There is another level, the above was between an application and an end user. What about us providing this information to the application. The developers, when they come across the data source, would also want to know ‘provenance, traceability and context’. I’m aware there are ways to assert this in the Linked Data and SPARQL results we will (hopefully) provide. This is something I know nothing about, but I presume there will be a way for us to assert that we (the data providers) are also the people managing the collecting the data is about.

(aside: interesting question, what if some copied the data, and made the same assertion, but made a few changes as well? And is this any different to what could happen to anything else on the web?).

My final thought is that our data, and hence the statements/facts we assert in Linked Data triples is all about our collection.

This is unlike, say, LD of a Library Catalogue which may state: ‘the publisher of Harry Potter is Bloomsbury’. This ‘fact’ has no direct reference to the Library in question. As it gets used (ie referred to) in the Linked Data linky world the owner may be lost (lack of credit) and the reliability of the source unknown.

However for us, I think a lot of the facts that we state will in some way be about the content held in the MOA. For example the Survey “detailed record of everything panel did between rising and going to bed on the 12th of the Month” was carried out in “September 1937” ( http://specialcollections.lib.sussex.ac.uk/CalmView/Record.aspx?src=DServe.Catalog&id=SxMOA1%2f3%2f9 ).

My point here is that the risk that our data ‘out there’ gets detached from us may be less so than others. Though this may just be naïvity and ignorance.

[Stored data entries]
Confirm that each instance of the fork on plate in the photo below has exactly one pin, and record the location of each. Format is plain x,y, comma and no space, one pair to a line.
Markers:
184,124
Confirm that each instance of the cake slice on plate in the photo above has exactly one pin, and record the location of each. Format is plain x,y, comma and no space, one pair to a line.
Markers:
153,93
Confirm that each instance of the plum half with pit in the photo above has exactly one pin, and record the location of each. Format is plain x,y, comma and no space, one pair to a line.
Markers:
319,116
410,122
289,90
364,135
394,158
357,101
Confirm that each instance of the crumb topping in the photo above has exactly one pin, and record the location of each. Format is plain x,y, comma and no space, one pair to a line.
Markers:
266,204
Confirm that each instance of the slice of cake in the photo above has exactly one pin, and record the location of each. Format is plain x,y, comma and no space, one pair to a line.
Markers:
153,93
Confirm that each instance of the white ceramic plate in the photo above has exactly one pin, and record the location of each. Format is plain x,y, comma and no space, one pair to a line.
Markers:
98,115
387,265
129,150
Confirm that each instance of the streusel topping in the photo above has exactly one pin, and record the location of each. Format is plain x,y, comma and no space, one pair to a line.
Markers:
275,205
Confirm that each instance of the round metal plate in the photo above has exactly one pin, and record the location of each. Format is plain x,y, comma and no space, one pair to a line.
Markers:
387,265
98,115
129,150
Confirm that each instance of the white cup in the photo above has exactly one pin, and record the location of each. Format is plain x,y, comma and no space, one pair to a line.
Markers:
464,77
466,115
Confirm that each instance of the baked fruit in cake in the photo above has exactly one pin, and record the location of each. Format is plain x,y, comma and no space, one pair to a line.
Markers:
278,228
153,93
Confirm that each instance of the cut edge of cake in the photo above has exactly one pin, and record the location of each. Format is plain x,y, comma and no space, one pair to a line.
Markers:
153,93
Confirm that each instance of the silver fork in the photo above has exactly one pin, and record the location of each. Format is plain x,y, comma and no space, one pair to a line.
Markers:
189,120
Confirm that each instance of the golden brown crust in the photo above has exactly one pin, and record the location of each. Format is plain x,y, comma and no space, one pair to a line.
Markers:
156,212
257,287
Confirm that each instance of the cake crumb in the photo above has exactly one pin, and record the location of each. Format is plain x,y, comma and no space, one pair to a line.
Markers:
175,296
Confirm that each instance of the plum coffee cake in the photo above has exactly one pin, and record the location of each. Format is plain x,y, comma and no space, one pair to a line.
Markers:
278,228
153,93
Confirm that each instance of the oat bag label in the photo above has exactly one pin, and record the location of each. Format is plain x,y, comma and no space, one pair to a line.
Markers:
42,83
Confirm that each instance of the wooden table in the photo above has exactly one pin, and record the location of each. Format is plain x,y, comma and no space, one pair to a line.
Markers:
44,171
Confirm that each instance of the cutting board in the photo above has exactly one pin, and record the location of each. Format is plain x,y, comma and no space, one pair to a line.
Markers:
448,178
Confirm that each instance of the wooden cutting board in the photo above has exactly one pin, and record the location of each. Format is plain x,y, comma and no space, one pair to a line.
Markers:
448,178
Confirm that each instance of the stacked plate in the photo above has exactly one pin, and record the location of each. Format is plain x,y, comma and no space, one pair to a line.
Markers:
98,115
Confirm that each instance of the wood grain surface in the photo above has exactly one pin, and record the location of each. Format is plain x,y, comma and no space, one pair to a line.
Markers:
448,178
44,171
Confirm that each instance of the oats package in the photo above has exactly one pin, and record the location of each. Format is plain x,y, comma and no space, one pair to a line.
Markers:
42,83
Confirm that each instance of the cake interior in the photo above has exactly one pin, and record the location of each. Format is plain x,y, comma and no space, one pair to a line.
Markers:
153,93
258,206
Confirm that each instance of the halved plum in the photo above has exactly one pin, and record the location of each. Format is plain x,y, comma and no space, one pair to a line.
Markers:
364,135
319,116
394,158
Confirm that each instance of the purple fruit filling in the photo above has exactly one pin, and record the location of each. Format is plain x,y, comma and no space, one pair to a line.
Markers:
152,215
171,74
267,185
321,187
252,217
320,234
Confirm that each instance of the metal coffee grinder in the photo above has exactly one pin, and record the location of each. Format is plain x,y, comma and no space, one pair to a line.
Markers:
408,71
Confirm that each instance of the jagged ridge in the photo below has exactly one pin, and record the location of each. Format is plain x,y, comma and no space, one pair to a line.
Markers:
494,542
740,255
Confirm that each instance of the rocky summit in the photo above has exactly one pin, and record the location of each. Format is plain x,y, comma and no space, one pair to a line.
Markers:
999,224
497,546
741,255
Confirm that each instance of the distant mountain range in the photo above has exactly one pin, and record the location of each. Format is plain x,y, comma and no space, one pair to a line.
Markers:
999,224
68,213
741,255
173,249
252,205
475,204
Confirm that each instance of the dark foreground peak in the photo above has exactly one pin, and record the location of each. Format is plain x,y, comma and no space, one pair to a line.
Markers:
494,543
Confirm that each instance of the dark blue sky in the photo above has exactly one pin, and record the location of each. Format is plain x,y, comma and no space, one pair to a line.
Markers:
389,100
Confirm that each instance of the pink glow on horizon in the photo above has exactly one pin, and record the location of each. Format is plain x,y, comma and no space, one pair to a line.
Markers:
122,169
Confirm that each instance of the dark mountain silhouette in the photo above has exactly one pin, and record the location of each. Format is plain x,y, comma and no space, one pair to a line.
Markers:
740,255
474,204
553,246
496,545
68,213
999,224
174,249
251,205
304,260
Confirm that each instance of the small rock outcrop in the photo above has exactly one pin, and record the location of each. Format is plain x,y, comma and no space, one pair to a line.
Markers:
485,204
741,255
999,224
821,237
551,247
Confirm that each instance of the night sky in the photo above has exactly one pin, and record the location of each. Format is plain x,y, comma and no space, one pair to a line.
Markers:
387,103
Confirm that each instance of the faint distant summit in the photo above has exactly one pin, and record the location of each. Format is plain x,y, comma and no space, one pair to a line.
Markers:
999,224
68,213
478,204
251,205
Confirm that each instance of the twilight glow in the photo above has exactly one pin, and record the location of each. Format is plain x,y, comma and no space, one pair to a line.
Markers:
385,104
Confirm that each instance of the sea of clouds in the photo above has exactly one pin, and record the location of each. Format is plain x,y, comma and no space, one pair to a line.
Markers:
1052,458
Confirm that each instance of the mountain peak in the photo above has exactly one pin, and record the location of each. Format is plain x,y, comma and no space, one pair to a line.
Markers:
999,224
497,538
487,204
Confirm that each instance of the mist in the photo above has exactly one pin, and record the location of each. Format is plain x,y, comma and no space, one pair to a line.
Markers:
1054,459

* * *

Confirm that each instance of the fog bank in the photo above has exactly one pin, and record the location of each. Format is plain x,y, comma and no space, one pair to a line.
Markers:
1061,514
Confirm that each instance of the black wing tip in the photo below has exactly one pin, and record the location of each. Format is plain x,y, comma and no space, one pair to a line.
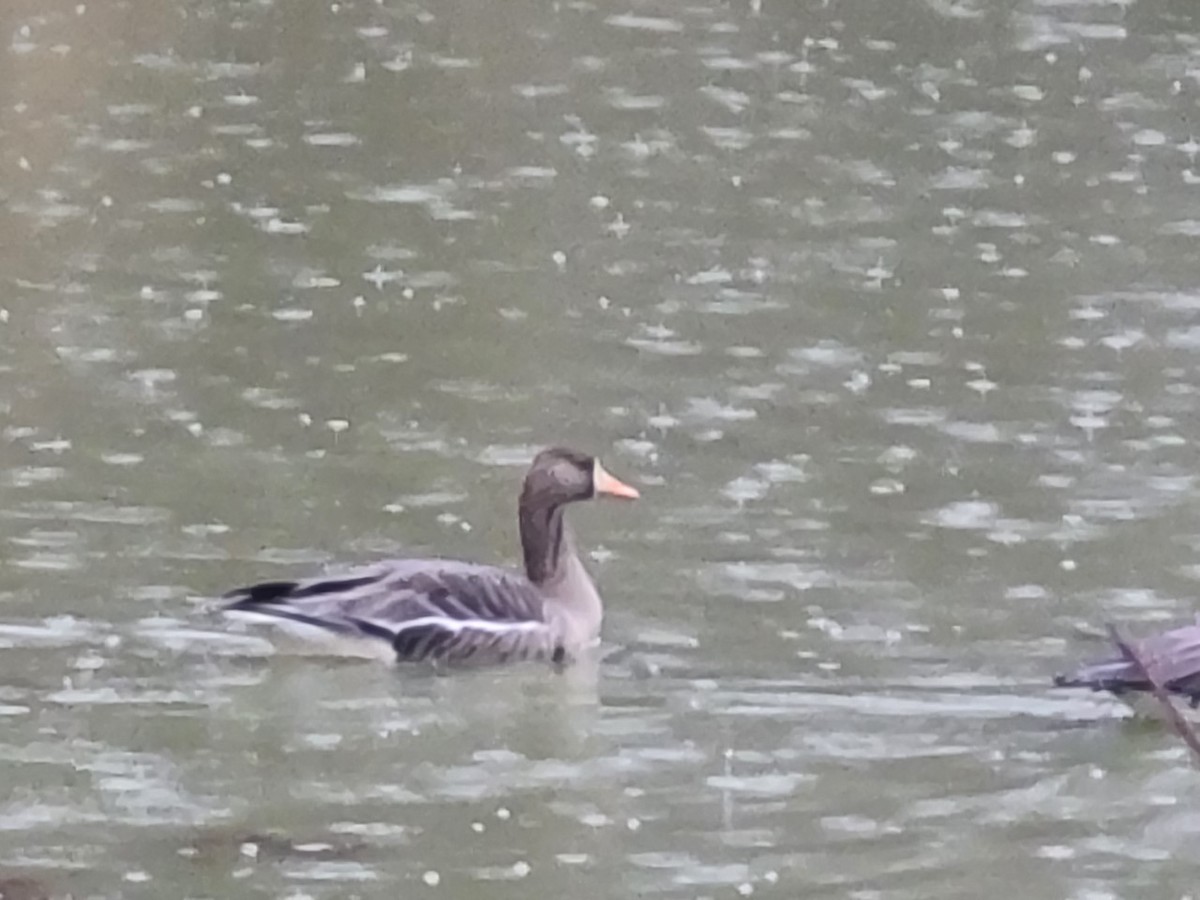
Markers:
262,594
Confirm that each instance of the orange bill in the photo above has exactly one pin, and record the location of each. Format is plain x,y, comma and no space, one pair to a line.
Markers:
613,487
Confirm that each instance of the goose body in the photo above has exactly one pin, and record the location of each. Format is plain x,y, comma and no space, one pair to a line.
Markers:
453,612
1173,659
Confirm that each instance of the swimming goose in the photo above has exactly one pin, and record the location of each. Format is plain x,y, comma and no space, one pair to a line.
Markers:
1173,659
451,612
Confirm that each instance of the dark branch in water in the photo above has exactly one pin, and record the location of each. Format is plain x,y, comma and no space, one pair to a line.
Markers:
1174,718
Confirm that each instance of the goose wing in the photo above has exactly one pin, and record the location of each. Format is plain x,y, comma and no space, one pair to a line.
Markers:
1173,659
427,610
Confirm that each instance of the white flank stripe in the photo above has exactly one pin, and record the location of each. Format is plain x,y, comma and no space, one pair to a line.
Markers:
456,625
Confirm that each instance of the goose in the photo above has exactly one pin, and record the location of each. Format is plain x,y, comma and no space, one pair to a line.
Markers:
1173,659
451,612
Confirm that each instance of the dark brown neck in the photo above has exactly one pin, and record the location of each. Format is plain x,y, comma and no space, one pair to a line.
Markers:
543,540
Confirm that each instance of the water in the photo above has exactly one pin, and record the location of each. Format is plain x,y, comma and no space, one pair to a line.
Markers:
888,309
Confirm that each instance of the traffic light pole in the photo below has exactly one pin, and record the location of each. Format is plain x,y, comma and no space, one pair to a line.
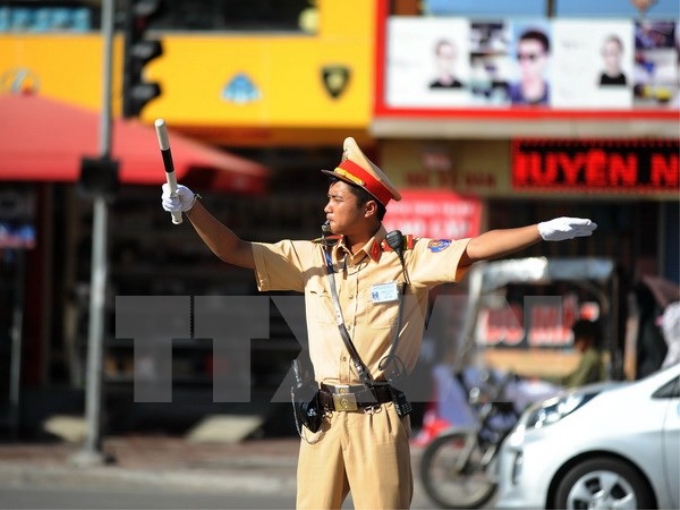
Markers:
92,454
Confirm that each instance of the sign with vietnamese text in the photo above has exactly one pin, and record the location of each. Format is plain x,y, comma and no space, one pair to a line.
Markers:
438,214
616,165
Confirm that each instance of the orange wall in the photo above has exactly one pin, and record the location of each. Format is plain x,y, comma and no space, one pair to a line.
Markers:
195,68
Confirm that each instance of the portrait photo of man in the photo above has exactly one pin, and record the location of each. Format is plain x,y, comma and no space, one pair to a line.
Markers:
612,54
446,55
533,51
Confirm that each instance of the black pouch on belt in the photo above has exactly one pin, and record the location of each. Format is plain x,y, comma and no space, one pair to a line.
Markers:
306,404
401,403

...

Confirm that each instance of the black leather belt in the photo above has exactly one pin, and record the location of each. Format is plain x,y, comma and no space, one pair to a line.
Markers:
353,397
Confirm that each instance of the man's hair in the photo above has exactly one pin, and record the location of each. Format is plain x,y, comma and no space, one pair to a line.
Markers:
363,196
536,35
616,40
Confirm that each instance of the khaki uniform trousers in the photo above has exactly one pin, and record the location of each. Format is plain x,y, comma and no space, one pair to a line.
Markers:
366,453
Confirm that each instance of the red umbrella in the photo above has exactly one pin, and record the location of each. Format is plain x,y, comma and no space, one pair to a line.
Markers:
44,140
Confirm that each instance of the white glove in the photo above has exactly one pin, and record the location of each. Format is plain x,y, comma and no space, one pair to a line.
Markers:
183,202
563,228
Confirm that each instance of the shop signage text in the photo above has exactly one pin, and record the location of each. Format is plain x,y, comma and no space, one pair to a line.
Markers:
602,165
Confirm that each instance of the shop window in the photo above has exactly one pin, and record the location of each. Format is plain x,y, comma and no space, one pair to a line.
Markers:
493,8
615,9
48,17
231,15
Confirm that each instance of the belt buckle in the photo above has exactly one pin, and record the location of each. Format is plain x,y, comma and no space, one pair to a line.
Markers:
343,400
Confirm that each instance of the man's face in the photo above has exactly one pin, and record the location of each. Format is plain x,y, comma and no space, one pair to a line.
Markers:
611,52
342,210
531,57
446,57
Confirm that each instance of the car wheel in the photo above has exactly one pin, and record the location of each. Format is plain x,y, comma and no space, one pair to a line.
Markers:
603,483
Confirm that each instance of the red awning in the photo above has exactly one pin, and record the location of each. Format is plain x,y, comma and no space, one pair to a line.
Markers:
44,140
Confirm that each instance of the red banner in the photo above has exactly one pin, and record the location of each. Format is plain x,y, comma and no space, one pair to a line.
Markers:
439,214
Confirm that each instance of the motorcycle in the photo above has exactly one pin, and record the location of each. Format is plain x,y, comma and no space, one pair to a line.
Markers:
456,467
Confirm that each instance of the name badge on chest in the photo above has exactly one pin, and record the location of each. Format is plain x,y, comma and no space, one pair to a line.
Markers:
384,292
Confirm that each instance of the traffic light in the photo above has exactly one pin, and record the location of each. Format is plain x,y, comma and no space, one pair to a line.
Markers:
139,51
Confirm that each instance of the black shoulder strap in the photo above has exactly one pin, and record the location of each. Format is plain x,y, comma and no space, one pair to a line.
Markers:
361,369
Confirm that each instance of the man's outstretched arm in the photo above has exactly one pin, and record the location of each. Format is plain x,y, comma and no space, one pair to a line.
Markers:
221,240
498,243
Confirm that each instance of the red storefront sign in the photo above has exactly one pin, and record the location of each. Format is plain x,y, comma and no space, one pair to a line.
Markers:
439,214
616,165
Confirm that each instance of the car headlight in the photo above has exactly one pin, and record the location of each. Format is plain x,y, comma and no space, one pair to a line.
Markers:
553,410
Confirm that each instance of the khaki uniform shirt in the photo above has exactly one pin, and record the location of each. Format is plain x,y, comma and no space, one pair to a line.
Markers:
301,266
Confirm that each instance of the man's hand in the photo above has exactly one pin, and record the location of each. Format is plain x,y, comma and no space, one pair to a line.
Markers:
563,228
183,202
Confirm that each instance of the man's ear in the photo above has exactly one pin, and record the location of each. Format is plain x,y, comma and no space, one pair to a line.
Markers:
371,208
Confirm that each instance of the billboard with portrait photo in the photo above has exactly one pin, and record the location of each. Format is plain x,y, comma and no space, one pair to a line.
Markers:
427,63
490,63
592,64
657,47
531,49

[ACTIONS TO TAKE]:
A. Check each statement against the linked data passage and answer yes or no, quoting the passage's deciding words: (i) The writer knows a good deal about how to assert provenance in Linked Data. (ii) The library catalogue example states that Bloomsbury is the publisher of Harry Potter. (iii) The survey given as an example was carried out in September 1937.
B. Keep writing the linked data passage from the point where it stops.
The rows are material of their own and are not part of the linked data passage.

[RESULTS IN ORDER]:
A.
(i) No: "This is something I know nothing about"
(ii) Yes: "the publisher of Harry Potter is Bloomsbury"
(iii) Yes: "September 1937"

B.
Chris.
SALDA Project says:

April 11, 2011 at 11:18

[…] to Alexandra and Owen for their thoughts, and please see Chris Keene’s comment also. This issue was never going to be straight forward and any discussion about licencing makes […]
Jane Stevenson says:

April 19, 2011 at 08:03

Hi to all there at SALDA,

I’m still grappling with the licensing issue with the Hub – made more complex by being an aggregator, but still essentially the same issues. Although one issue for us is actually whether we are in a position to licence the data at all!
Some thoughts:

1) Have you done a risk register? I’m thinking of doing this to share with our contributors – Owen was arguing that you have to think of the worst that can happen and the consequences of that, so it seems like a sensible step.

2) If, for example, I think about the content of the administrative/biographical history, I worry that with an open licence others can just take work like this and use it for financial gain – it is the ‘creative’ area of work for archivists – an investment for them. However, I keep coming back to the Linked Data vision and the need to take the risk in order to be part of the fully open data movement.

3) if you are going to go with Linked Data and you restrict what can be done with the data, is it really the right thing to be doing?

4) if you already have machine interfaces then people can grab the data anyway, and I guess they can grab it by less formal means as well (screen scraping)?

5) this is the metadata, not the archive, and its purpose is to promote the archive – is it really appropriate to be too protective?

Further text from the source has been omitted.